## SHORT TASK A
List every line of the records that contains the string "strap". Case counts.

## PROVIDED PASSAGE

+-------+

Dating : Non American Black male in American city – I have my life (very) together but women won’t even look at me (rant mainly)


I’ve been living in a large, west coast, US city for nearly 4 years now and i’m considering moving due to my lack of dating success here. I haven’t had a single relationship since i moved here and i haven’t been with anyone for 18 months now. By all accounts, i have my life together. I am turning 27; i make over 160k; well educated; nice apartment; well travelled; fluent in multiple languages; pretty tall; in good shape and; decent looking.

What i believe is holding me back is the fact that I am black in a largely non-black city. This mainly limits my dating pool to black women (unfortunately very few where i live). Any other attention i get is from women who either 1) don’t have much going on in their life/don’t properly look after themselves health and cleanliness wise or 2) women who want to date me simply because i am black – and this lot is quickly disappointed because i am not the stereotypical black american male (whatever that is), mainly because i am english.

+-------+

## INPUT DATA

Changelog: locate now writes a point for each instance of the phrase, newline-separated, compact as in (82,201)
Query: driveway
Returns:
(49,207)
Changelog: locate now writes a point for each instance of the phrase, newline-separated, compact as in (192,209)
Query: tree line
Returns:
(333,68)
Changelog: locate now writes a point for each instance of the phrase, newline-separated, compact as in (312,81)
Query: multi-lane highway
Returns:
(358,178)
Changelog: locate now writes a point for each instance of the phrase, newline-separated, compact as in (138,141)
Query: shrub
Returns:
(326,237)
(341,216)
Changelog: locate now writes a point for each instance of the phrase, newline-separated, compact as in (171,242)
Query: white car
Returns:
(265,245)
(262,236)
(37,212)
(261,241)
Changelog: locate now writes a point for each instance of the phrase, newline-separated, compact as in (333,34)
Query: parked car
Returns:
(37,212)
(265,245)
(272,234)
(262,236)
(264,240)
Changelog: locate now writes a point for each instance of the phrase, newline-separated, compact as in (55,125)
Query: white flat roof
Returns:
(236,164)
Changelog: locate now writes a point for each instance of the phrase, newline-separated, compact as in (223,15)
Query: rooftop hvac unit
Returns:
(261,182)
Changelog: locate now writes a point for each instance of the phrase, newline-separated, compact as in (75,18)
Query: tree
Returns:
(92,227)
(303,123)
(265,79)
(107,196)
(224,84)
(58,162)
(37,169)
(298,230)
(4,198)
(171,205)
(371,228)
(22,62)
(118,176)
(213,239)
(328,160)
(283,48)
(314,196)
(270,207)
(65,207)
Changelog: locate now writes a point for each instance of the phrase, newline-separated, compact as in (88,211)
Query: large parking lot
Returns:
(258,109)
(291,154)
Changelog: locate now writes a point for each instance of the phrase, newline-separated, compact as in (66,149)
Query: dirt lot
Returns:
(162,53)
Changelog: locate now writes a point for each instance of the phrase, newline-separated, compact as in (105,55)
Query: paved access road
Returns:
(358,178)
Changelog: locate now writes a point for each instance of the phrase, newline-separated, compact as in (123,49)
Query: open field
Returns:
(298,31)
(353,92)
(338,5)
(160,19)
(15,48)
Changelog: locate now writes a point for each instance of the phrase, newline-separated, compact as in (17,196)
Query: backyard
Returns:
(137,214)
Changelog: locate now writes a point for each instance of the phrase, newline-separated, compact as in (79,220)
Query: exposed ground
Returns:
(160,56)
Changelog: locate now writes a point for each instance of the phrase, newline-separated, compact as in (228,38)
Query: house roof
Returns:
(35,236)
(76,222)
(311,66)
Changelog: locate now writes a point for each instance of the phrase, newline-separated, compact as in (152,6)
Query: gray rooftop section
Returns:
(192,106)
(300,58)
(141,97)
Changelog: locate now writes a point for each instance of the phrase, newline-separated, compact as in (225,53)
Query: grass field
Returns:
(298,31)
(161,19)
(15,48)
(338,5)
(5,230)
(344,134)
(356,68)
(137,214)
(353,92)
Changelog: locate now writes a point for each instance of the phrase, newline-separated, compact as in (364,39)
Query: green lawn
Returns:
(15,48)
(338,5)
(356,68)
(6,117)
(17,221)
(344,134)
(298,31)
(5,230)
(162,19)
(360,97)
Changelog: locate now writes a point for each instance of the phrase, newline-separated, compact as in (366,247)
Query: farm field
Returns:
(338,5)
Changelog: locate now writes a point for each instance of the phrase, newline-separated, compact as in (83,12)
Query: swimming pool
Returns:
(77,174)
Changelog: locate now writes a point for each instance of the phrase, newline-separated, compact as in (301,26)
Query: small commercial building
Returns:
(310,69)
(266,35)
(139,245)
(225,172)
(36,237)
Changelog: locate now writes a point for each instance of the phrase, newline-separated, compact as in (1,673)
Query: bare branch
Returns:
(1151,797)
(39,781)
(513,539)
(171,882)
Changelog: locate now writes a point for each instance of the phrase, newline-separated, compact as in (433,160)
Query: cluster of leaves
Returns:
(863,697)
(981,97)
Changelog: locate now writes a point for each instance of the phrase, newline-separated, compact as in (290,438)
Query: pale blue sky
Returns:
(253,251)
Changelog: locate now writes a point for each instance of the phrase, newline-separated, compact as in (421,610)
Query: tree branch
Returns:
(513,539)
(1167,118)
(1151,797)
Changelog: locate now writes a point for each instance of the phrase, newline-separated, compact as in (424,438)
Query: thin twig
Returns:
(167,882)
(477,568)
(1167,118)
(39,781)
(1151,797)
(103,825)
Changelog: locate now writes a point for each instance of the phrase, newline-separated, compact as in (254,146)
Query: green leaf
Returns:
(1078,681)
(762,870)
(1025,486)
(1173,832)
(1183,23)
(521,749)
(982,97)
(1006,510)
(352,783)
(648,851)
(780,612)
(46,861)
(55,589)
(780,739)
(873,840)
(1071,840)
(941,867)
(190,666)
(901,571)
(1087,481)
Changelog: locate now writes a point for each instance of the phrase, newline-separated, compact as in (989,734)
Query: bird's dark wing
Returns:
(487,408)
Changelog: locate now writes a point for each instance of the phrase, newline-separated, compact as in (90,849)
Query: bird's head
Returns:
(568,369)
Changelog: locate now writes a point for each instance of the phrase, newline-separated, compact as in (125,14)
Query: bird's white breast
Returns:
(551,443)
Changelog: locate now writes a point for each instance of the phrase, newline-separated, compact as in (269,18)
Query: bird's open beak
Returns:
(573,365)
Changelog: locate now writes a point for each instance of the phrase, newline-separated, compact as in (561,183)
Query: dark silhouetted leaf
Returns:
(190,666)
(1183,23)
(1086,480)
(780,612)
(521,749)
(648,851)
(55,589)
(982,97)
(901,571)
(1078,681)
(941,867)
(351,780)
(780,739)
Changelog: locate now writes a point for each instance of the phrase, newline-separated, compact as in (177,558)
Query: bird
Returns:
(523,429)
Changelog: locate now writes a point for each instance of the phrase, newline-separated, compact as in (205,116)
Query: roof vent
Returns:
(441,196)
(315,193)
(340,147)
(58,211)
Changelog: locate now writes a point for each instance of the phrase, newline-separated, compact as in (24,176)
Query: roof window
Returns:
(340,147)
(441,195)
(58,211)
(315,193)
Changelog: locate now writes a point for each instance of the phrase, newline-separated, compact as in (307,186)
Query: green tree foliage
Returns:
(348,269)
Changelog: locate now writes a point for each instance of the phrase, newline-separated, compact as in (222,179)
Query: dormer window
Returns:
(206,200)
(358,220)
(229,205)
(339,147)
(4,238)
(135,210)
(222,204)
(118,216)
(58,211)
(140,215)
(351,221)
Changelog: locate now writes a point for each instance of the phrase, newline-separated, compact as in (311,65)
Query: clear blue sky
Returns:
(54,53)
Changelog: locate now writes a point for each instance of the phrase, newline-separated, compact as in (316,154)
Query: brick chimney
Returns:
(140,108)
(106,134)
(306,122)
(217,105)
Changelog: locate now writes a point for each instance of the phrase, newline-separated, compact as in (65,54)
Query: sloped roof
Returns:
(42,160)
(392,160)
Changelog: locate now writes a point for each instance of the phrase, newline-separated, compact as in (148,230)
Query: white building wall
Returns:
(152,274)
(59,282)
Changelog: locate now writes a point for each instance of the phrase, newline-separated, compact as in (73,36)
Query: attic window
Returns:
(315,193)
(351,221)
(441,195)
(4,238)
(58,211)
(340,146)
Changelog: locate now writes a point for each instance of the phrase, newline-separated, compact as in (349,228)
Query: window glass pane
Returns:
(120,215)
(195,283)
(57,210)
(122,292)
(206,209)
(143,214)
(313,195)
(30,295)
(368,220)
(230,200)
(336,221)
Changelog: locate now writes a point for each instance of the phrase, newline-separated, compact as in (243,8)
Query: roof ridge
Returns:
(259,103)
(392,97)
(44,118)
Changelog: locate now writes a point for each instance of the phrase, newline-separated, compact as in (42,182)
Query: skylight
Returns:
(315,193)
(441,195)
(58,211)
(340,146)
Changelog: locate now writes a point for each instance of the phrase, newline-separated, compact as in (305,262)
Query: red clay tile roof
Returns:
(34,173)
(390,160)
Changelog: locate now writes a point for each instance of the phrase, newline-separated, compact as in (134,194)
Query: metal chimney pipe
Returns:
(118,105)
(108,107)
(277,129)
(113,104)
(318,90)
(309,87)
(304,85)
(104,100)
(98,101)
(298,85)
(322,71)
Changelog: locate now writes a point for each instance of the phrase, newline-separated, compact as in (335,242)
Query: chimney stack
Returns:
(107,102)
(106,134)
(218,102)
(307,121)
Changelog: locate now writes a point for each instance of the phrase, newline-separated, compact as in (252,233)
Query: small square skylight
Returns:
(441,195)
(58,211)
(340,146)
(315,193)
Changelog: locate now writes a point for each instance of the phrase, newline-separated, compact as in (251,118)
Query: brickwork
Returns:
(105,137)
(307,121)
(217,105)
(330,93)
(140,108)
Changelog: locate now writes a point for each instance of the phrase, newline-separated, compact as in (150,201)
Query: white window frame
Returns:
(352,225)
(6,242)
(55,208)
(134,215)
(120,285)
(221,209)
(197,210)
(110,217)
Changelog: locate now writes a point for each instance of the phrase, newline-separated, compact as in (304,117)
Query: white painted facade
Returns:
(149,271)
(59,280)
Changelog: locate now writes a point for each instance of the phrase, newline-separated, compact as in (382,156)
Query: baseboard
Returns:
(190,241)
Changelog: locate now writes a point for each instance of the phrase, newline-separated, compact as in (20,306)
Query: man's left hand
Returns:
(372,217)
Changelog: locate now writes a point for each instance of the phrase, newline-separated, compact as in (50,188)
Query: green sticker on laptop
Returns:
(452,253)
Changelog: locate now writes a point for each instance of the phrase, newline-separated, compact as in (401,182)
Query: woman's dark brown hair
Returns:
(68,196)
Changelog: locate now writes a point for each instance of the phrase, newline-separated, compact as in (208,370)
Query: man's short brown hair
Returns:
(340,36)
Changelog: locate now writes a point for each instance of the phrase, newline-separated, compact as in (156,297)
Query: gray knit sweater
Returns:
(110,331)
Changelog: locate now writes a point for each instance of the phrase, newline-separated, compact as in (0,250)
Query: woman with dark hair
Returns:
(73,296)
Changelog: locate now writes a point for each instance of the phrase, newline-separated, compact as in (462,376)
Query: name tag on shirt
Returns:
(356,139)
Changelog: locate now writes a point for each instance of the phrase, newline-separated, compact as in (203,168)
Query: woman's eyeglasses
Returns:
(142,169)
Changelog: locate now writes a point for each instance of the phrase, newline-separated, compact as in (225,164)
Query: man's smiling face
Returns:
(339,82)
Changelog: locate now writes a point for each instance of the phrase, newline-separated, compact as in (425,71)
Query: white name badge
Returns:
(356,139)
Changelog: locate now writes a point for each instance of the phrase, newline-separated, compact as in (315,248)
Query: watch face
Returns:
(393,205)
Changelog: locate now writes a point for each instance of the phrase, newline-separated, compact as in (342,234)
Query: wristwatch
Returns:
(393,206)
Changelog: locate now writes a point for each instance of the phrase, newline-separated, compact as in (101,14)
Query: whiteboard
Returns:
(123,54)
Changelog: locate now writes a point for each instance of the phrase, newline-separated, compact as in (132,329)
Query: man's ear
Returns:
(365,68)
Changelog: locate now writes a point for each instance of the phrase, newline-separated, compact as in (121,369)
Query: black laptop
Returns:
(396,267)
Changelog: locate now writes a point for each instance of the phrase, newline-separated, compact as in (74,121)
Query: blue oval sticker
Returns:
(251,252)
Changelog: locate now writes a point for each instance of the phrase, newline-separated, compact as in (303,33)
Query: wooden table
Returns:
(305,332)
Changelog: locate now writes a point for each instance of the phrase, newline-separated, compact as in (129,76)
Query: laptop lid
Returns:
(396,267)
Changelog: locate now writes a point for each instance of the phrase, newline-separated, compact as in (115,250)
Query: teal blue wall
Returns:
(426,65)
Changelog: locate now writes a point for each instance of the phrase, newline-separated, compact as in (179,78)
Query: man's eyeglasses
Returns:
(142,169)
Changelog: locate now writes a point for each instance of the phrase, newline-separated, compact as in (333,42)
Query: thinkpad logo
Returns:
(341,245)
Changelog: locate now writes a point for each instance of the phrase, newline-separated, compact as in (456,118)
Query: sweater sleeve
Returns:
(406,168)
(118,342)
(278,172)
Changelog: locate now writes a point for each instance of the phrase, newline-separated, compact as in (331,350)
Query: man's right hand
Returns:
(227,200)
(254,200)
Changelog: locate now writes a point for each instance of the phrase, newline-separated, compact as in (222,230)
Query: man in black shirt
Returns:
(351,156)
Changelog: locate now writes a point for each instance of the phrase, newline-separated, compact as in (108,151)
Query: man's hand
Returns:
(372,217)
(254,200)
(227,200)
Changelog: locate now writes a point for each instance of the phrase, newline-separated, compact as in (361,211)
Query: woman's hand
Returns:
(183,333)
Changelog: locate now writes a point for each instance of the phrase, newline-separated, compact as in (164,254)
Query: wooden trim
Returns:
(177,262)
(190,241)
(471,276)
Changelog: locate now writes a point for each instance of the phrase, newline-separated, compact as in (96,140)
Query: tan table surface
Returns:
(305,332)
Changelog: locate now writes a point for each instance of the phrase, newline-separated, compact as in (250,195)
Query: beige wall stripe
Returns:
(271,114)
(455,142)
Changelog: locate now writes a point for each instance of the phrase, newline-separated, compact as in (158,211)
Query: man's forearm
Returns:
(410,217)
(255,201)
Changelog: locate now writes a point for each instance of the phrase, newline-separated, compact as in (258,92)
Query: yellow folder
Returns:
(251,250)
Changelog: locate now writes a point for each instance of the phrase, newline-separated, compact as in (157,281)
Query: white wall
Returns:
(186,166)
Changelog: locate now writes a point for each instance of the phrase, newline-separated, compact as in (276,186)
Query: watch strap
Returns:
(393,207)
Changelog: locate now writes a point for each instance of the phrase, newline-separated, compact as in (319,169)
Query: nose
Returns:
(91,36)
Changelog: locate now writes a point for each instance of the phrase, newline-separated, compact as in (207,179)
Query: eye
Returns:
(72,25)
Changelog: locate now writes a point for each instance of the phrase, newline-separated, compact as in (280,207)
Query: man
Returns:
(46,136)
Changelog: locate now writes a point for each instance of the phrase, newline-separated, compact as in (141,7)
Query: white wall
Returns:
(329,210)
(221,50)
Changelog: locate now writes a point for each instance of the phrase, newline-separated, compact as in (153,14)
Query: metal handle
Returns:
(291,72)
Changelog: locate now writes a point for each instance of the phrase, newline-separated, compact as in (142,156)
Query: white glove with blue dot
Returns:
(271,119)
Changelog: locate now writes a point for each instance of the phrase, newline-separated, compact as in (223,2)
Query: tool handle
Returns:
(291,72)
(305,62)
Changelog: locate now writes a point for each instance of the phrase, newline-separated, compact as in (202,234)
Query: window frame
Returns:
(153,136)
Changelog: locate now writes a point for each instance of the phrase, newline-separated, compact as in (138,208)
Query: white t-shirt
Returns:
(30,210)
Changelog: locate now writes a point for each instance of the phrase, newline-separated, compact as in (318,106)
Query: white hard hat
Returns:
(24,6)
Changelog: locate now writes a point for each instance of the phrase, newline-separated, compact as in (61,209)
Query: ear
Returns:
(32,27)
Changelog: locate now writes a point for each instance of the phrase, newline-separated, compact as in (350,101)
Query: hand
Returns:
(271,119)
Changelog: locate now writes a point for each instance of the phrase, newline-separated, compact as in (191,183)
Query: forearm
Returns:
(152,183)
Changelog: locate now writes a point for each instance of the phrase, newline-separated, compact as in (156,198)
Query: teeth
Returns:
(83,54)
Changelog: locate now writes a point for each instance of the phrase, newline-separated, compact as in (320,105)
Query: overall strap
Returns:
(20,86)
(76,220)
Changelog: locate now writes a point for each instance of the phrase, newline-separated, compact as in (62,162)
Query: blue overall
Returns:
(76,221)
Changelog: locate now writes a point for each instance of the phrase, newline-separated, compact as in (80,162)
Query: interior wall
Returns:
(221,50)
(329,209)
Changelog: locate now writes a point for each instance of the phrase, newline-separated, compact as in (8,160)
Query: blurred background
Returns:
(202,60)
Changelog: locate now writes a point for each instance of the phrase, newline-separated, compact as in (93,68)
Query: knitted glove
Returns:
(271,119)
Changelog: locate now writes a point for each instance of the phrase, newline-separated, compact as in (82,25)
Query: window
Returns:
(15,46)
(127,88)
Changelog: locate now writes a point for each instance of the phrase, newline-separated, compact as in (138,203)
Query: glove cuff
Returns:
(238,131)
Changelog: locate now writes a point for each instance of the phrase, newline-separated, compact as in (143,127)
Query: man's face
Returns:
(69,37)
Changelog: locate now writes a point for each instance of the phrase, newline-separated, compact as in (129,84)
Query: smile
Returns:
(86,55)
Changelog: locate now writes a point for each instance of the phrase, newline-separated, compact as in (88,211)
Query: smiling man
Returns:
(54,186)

+-------+

## SHORT TASK B
Rewrite the dating post from "I’ve been living" up to and including "and; decent looking.", substituting "east coast" for "west coast".

## CORRECT RESPONSE A
Query: watch strap
Query: overall strap

## CORRECT RESPONSE B
I’ve been living in a large, east coast, US city for nearly 4 years now and i’m considering moving due to my lack of dating success here. I haven’t had a single relationship since i moved here and i haven’t been with anyone for 18 months now. By all accounts, i have my life together. I am turning 27; i make over 160k; well educated; nice apartment; well travelled; fluent in multiple languages; pretty tall; in good shape and; decent looking.